EXTRACTED TEXT →
************

# Gator sanding pads



## Marine04 (Sep 4, 2013)

I've been using diablo sanding pads on my sander. Everything I make gets a fine finish and have been really happy with the job the diablo pads do and how long they last. 
While I was at lowes I noticed their gator pads come with 15 pads compared to 4 in the diablo pack for the same price. I'm always looking to save some cash but haven't used the gator pads. Anyone use them or know how they compare? Or should I pay the extra money and stick with the diablo pads?


----------



## Crusader (Jan 14, 2013)

When you say pads are you talking about the sanding discs? I've used the Diablo discs when I forgot to order my regular discs, they're ok in a pinch.
This is the disc I normally use, yes they are more expensive, but they cut faster and last three times longer as one of those Diablos.
http://www.woodworkingshop.com/product/vd80003/


----------



## Marine04 (Sep 4, 2013)

Crusader said:


> When you say pads are you talking about the sanding discs? I've used the Diablo discs when I forgot to order my regular discs, they're ok in a pinch. This is the disc I normally use, yes they are more expensive, but they cut faster and last three times longer as one of those Diablos. http://www.woodworkingshop.com/product/vd80003/


That's better price than diablos. 50 pack at 25 bucks is .50 per disk when the diablos average over a buck a disk. 
I was wondering if the gator ones are as decent as the diablos cause they're much less per disk. The price of the stuff you're getting is a pretty good deal. I may try those out. I usually only buy 80,120, and 220 grit


----------



## Crusader (Jan 14, 2013)

They are good! I went on the advice of another member here and bought some and now it's all I buy. I even buy my drum sander rolls from them, way cheaper as well.
Give them a try! I'll bet you like them :thumbsup:


----------



## GoNavy429 (Oct 7, 2013)

Don't pass up the closeout section on Kingspor site, they still have some of their Alumina Zirconia disks for $9.95 for 50 pks still H&L but being phased out.


http://www.woodworkingshop.com/clearance.aspx


----------



## Marine04 (Sep 4, 2013)

************

Images for object localization →
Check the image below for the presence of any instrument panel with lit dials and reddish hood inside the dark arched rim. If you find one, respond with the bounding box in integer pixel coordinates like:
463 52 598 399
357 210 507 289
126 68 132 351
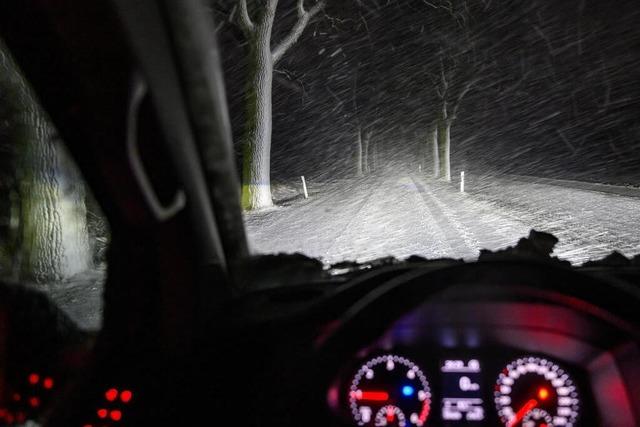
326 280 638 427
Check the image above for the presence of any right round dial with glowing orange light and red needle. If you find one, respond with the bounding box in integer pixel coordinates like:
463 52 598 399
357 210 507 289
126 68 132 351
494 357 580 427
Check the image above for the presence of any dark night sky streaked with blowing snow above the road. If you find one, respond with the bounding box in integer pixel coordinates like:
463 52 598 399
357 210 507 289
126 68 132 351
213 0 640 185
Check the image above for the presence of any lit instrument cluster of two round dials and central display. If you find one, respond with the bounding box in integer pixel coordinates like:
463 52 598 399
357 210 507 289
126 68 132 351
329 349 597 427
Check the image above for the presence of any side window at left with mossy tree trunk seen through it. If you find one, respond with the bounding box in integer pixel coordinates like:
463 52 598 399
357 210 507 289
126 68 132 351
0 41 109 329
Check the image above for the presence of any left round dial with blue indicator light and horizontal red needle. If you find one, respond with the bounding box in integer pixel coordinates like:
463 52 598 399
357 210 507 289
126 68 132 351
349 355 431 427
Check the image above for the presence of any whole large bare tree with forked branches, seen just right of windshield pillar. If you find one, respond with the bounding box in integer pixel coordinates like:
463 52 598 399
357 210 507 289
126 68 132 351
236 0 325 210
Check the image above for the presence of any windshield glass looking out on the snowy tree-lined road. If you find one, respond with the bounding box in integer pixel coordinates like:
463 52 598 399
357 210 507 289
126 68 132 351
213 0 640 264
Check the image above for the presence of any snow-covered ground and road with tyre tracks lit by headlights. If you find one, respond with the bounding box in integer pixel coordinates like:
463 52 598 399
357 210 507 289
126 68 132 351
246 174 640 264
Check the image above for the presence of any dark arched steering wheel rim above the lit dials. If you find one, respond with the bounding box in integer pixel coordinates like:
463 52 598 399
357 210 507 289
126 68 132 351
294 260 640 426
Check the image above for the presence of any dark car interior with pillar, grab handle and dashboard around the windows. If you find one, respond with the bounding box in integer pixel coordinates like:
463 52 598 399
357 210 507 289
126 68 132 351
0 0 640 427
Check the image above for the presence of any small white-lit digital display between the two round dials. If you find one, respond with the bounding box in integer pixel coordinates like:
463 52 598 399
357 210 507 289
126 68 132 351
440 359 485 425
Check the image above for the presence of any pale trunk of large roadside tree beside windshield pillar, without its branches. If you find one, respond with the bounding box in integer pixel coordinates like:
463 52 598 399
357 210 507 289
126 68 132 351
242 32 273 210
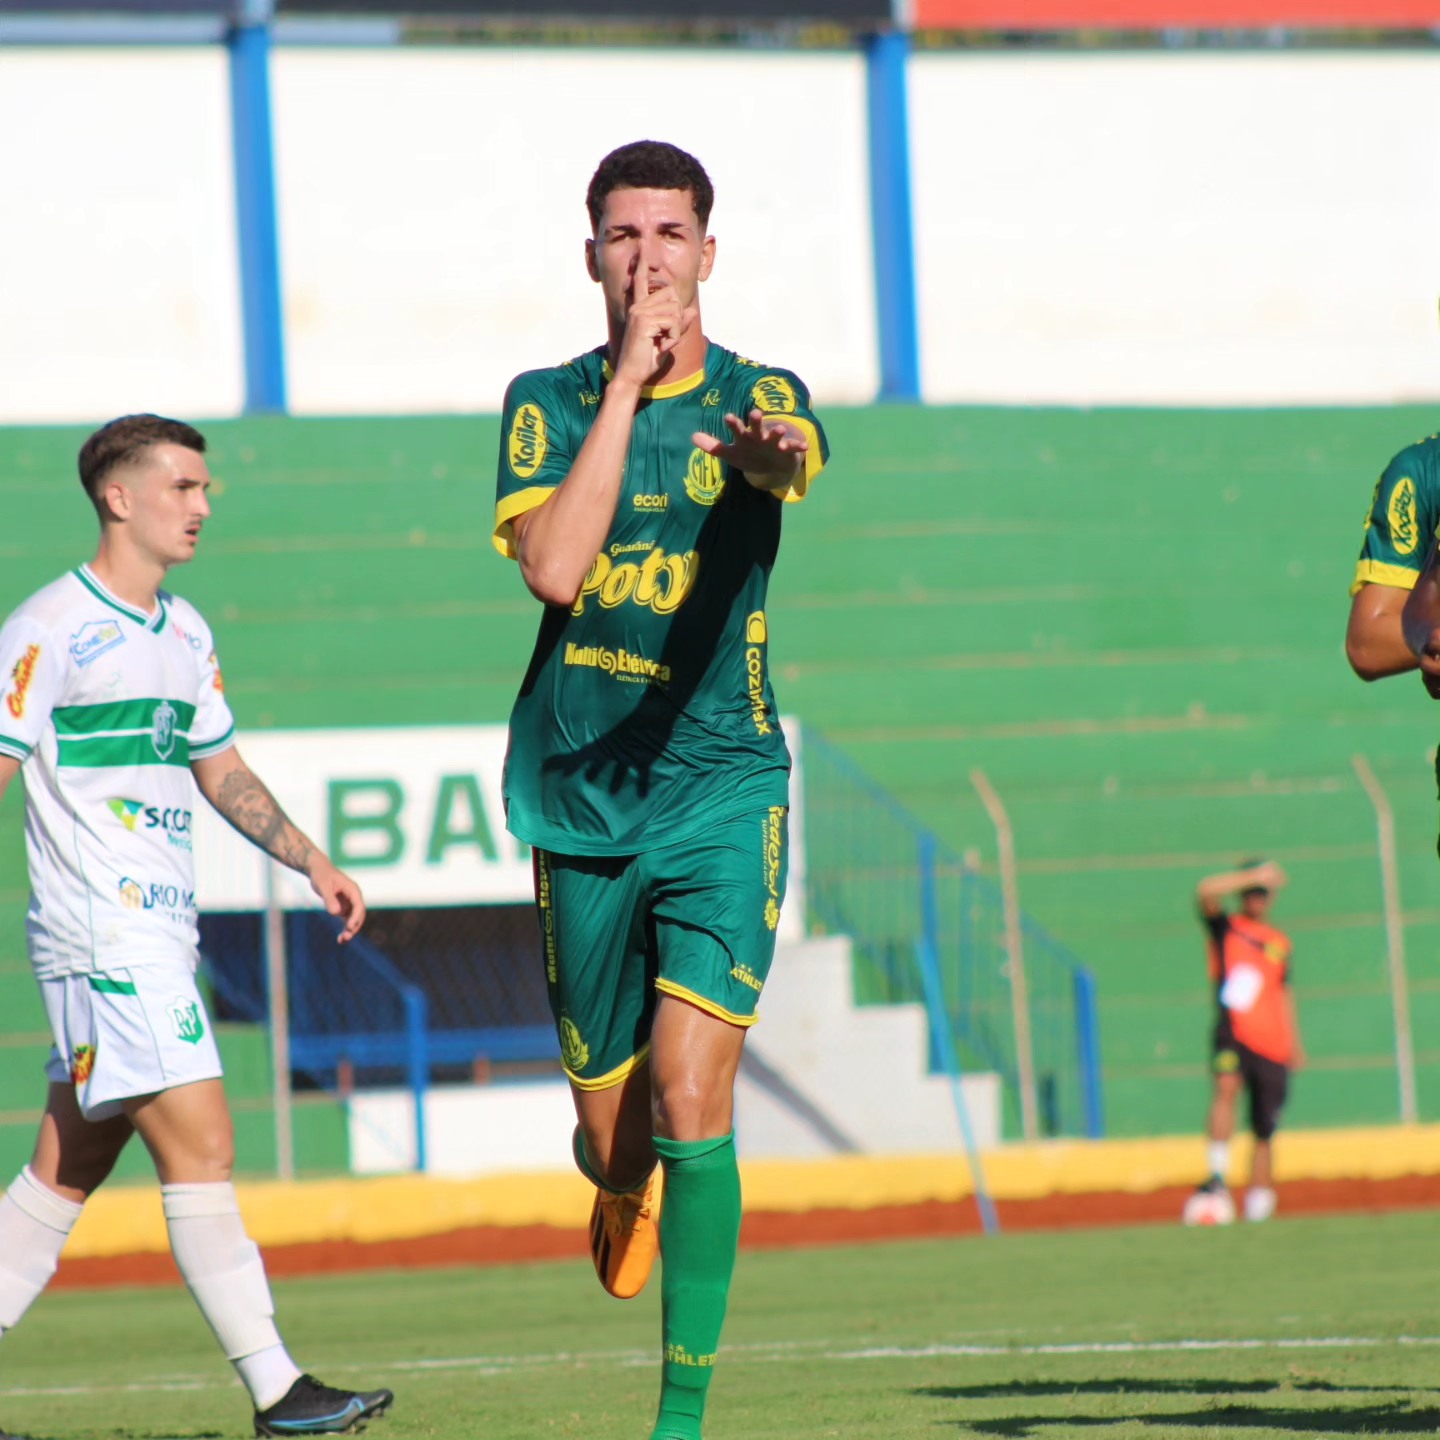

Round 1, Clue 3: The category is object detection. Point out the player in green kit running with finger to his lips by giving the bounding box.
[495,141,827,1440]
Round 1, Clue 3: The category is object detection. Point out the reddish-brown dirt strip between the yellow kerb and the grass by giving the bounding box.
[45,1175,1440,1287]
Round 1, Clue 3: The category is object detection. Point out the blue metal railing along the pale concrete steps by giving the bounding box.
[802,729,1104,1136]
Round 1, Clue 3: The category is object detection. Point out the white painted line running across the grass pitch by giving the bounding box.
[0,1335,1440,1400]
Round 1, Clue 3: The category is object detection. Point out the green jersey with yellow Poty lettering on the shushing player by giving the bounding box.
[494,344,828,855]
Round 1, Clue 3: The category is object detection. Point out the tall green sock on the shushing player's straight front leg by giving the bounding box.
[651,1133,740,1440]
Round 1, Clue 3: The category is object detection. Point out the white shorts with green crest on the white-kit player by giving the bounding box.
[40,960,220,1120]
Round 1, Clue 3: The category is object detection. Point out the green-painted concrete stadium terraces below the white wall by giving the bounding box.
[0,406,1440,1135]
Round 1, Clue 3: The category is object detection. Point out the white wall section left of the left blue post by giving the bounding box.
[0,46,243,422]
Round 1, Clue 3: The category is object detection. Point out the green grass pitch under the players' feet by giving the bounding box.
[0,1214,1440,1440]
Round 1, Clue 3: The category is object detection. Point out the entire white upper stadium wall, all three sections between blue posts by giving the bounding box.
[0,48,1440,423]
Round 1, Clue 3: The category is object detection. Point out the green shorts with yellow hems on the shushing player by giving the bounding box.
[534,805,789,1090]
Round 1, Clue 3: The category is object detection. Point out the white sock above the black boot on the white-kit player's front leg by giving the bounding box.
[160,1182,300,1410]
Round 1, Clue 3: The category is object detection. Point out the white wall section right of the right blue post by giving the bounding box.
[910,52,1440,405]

************

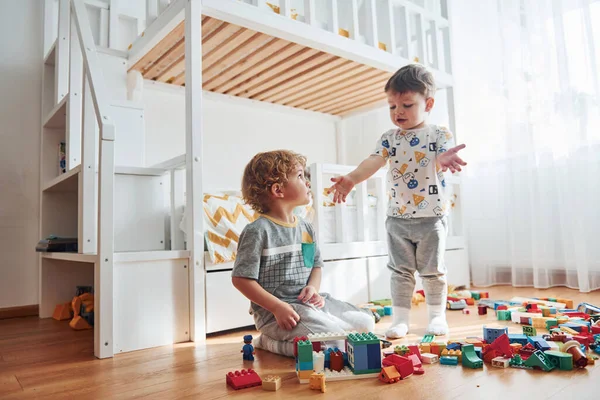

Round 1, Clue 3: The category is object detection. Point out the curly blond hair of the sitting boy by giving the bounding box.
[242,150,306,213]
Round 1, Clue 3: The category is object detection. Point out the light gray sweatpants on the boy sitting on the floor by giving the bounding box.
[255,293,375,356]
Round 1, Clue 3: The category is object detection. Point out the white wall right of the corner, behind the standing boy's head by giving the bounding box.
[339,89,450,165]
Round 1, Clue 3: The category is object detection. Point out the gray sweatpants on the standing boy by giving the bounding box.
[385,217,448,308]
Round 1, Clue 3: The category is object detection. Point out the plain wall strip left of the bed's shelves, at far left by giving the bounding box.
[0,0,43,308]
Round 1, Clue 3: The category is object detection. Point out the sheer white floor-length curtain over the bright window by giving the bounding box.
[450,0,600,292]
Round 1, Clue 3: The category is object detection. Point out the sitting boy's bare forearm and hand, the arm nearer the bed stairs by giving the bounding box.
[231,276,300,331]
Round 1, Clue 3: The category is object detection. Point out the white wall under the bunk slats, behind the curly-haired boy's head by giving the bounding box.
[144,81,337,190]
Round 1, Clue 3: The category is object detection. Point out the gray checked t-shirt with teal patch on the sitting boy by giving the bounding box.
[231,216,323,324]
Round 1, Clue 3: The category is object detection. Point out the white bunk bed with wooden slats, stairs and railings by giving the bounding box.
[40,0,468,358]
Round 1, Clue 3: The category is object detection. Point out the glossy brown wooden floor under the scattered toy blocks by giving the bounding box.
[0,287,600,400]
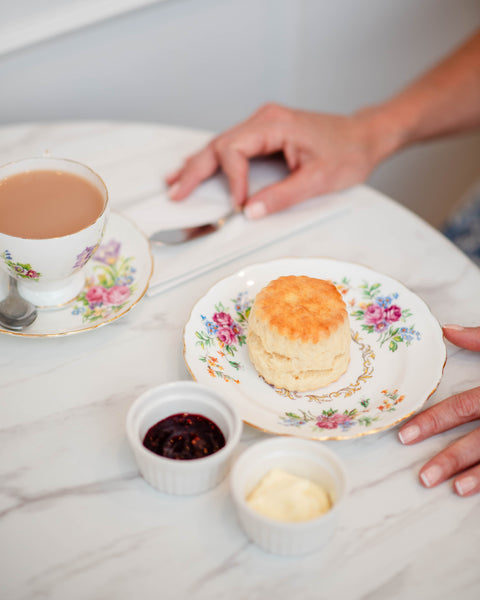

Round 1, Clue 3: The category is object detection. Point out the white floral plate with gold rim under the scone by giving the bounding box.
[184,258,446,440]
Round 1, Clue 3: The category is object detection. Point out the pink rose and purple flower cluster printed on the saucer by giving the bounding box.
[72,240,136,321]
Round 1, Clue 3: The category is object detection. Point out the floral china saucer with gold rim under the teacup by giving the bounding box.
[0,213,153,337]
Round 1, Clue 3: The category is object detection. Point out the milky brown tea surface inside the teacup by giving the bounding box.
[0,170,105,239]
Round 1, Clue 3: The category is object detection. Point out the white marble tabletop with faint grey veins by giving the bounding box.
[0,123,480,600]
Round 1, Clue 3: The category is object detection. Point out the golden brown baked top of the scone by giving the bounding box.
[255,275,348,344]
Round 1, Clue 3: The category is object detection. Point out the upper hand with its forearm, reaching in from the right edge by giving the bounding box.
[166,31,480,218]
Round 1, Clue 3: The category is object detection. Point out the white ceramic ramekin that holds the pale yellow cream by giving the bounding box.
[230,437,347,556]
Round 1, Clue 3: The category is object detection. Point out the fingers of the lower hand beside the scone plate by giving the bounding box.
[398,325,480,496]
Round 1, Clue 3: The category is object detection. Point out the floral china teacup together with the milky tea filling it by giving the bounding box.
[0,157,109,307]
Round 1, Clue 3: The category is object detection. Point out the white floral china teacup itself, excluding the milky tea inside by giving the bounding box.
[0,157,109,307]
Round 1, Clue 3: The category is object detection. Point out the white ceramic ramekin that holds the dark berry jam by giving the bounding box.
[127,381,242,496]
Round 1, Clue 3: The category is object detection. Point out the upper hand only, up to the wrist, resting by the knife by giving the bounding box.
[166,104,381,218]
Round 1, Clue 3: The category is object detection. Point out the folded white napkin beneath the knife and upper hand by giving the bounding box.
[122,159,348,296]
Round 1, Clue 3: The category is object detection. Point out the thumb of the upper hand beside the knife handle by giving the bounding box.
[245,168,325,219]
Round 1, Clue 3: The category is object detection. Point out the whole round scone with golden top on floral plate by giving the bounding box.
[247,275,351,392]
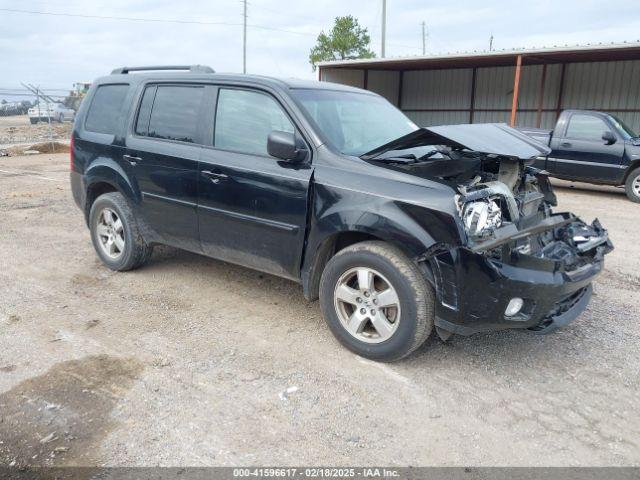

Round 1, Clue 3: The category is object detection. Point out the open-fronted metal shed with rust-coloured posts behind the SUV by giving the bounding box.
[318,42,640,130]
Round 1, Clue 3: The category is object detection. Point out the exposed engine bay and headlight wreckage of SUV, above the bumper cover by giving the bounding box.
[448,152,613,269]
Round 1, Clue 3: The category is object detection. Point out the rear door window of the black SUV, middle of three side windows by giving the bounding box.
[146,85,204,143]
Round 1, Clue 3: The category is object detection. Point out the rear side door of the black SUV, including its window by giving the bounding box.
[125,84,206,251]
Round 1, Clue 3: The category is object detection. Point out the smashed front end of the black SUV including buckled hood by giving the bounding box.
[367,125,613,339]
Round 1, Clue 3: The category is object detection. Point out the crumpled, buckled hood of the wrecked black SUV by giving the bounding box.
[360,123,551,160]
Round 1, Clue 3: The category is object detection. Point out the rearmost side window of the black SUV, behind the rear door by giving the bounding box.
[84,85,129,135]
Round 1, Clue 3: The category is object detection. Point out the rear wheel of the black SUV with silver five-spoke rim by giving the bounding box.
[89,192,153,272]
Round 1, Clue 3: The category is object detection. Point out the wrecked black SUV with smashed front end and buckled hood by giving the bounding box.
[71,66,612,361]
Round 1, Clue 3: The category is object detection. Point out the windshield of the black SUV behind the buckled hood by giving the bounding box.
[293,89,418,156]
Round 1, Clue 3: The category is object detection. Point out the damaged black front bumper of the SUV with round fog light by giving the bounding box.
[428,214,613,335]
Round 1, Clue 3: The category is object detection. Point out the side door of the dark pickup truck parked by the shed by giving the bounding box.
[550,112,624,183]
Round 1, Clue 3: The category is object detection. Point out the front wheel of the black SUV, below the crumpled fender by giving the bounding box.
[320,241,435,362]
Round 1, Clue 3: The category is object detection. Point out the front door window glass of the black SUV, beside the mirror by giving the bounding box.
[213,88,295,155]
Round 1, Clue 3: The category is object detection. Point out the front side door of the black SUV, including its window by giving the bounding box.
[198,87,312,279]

************

ASSIGNED TASK 1 → In the sanding pad thread, which sandpaper grits does Marine04 say he usually buys?
ASSIGNED TASK 2 → Translate this sentence from the sanding pad thread into Spanish: "I even buy my drum sander rolls from them, way cheaper as well."
ASSIGNED TASK 3 → Write out everything in the sanding pad thread from "They are good!" down to "cheaper as well.".

RESULT 1 → He usually buys only 80, 120, and 220 grit.

RESULT 2 → Incluso les compro a ellos los rollos para mi lijadora de tambor, que también son mucho más baratos.

RESULT 3 →
They are good! I went on the advice of another member here and bought some and now it's all I buy. I even buy my drum sander rolls from them, way cheaper as well.